Try it:
Find and return every line of the data that contains the word "inner".

Input material:
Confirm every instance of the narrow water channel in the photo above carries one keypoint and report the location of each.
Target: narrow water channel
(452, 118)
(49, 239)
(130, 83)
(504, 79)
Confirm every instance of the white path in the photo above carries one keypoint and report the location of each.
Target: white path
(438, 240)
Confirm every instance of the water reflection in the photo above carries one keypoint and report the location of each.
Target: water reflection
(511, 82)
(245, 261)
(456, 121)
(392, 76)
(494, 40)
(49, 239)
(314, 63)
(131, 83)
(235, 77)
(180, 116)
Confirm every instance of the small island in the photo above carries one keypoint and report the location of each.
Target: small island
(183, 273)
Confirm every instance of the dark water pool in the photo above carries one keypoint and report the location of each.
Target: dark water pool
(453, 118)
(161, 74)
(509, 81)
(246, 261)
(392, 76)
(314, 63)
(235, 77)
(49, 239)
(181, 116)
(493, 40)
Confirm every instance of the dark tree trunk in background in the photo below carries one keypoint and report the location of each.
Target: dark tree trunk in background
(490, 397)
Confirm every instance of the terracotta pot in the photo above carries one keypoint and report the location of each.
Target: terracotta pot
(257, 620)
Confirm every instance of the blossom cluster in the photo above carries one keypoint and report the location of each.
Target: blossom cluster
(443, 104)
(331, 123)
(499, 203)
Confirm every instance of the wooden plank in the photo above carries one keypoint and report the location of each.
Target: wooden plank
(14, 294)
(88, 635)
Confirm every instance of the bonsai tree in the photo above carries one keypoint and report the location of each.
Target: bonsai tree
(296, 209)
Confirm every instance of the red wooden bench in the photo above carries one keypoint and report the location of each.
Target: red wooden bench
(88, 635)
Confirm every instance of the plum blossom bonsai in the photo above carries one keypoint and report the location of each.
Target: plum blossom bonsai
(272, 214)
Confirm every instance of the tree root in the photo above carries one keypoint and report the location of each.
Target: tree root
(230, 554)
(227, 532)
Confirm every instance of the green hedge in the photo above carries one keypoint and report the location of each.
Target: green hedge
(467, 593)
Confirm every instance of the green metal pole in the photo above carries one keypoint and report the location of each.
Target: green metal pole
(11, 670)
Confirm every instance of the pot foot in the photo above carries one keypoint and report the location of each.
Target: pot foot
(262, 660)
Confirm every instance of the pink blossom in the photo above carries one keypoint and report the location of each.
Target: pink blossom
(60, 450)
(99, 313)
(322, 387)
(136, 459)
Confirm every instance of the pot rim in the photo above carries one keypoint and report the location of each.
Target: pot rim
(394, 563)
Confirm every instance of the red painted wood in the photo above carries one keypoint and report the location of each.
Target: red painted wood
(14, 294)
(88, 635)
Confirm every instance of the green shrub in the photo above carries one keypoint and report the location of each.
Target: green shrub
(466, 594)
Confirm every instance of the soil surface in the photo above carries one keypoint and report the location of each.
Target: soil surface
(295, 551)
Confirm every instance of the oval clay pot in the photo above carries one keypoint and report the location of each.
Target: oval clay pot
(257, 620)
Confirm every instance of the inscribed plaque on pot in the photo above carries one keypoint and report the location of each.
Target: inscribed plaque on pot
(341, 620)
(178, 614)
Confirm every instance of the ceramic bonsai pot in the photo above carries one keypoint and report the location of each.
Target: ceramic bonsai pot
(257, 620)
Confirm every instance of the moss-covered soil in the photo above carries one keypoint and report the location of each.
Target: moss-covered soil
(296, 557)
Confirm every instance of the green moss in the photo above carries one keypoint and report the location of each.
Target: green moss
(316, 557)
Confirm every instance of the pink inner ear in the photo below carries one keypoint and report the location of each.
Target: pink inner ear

Output of the task:
Confirm every instance of the pink inner ear in the photo below carries one keypoint and report the location of each.
Target: pink inner ear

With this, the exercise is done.